Directive: The line containing "Where can you see the green halter" marks where to begin; quote it and every line after it through the end of the data, exactly as written.
------------------------------------------------------------
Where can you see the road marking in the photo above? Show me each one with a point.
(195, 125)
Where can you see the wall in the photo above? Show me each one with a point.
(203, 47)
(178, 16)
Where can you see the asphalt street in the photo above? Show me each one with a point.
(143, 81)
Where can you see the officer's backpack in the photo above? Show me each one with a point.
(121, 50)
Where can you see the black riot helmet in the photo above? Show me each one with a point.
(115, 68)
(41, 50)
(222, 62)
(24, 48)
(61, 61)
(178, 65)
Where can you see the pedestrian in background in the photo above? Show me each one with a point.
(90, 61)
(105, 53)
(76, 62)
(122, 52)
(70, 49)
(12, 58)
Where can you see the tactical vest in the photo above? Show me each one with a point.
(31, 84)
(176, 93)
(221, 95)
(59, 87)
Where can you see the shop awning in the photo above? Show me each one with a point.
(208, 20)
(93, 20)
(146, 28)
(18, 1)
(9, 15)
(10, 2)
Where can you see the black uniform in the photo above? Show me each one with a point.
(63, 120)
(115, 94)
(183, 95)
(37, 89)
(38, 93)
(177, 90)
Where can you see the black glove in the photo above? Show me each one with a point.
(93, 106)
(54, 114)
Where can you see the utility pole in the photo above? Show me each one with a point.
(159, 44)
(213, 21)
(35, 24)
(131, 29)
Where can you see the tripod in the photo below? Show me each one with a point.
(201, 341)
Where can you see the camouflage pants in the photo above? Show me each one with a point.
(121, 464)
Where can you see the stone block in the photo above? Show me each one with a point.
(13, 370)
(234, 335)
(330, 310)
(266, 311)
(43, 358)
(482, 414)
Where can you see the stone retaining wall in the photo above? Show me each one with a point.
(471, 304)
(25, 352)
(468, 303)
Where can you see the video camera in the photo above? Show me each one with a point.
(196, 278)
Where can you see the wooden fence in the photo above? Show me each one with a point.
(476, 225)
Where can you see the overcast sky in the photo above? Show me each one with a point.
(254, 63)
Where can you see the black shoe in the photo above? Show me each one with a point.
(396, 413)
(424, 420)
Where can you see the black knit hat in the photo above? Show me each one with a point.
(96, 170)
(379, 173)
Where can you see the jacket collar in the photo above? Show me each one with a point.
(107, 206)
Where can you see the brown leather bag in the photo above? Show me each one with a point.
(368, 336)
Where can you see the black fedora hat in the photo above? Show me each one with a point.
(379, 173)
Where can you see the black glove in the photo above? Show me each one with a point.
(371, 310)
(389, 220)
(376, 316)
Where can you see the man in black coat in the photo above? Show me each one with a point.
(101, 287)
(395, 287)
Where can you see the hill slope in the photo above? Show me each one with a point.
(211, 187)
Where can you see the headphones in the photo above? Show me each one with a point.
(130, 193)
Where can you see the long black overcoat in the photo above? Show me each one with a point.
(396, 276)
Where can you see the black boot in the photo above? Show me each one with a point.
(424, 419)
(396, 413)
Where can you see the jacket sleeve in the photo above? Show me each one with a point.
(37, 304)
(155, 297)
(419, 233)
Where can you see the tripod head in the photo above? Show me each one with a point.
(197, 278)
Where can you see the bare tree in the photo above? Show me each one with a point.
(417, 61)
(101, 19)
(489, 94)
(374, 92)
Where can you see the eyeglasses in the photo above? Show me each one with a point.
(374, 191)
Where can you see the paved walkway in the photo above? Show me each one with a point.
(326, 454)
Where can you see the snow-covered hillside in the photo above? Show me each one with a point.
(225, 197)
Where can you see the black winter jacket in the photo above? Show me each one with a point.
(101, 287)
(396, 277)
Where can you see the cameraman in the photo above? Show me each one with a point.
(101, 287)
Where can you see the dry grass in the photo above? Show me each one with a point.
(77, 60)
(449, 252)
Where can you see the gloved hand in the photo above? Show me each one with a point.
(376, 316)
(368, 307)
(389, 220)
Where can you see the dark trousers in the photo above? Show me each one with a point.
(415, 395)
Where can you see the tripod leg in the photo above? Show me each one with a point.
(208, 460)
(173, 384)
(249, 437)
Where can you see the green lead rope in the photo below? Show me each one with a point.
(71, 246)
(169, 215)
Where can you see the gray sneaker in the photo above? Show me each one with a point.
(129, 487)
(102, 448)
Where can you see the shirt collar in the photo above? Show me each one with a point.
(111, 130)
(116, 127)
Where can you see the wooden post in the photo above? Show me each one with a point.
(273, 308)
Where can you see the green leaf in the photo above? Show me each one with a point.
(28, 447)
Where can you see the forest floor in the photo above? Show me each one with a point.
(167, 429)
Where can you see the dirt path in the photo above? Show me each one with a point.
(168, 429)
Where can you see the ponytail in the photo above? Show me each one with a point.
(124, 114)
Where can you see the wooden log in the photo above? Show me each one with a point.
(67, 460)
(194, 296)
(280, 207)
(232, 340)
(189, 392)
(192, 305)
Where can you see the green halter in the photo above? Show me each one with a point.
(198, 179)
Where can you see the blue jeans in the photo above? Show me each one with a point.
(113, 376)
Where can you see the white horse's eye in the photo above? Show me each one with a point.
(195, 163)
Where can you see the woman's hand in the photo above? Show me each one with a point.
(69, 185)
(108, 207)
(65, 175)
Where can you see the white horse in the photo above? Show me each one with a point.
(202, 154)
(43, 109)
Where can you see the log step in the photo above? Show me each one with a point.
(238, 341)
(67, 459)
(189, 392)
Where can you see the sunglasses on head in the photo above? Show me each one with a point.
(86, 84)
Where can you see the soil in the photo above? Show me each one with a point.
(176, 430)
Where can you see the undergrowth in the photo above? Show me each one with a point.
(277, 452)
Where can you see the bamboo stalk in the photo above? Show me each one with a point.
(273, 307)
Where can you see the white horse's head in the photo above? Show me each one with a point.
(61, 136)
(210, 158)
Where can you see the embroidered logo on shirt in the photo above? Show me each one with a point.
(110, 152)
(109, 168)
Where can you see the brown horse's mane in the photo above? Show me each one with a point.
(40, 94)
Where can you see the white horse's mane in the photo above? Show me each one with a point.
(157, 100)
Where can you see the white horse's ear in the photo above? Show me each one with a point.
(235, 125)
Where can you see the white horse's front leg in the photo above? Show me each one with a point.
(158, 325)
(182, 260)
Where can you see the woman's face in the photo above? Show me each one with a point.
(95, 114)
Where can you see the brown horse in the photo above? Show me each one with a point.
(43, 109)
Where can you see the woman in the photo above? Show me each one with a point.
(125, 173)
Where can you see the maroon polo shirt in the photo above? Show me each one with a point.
------------------------------------------------------------
Response to this exercise:
Where can you see the green halter in the photo above? Show me each one with a point.
(198, 179)
Where can you see the blue jeans in the photo above? Show me each one with a point.
(113, 376)
Where can you see the white horse's eye in the photo above? Show me each one with a point.
(195, 163)
Where can you see the woman's hand in the photo above? Show me each one with a point.
(69, 185)
(108, 207)
(65, 175)
Where can you see the white horse in the photo above? Show me each one with a point.
(202, 154)
(43, 109)
Where can you see the log step in the photo above? Show me each one with a point.
(238, 341)
(67, 459)
(189, 392)
Where can you see the sunglasses on head in the photo above? Show me each one with a point.
(86, 84)
Where can you see the soil in the photo above? Show me each one with a point.
(176, 430)
Where can you see the undergrowth in the photo above? Show me each one with a point.
(277, 452)
Where can you see the bamboo stalk in the photo above? Show me each one with a point.
(273, 307)
Where can you see the white horse's head in the photo above? Show me each one with a point.
(61, 136)
(210, 158)
Where can you see the embroidered logo on shirt in the photo above? Show me each one with a point.
(110, 152)
(109, 168)
Where can you see the brown horse's mane in the photo above? Show me each one with a point.
(40, 94)
Where can you see the white horse's mane in the photo above? Show me each one with a point.
(157, 100)
Where can you see the white horse's ear in the photo above? Show me each one with a point.
(235, 125)
Where can you see the white horse's front leg in the photo above? Show me each one with a point.
(158, 325)
(182, 260)
Where can you see the woman's face in the photo above? Show me each one with a point.
(95, 114)
Where can you see the brown horse in the photo above? Show me each one with a point.
(43, 109)
Where can you see the woman in the photo above? Show me each one with a point.
(125, 173)
Where can you see the maroon polo shirt in the photo above? Show me each one with a point.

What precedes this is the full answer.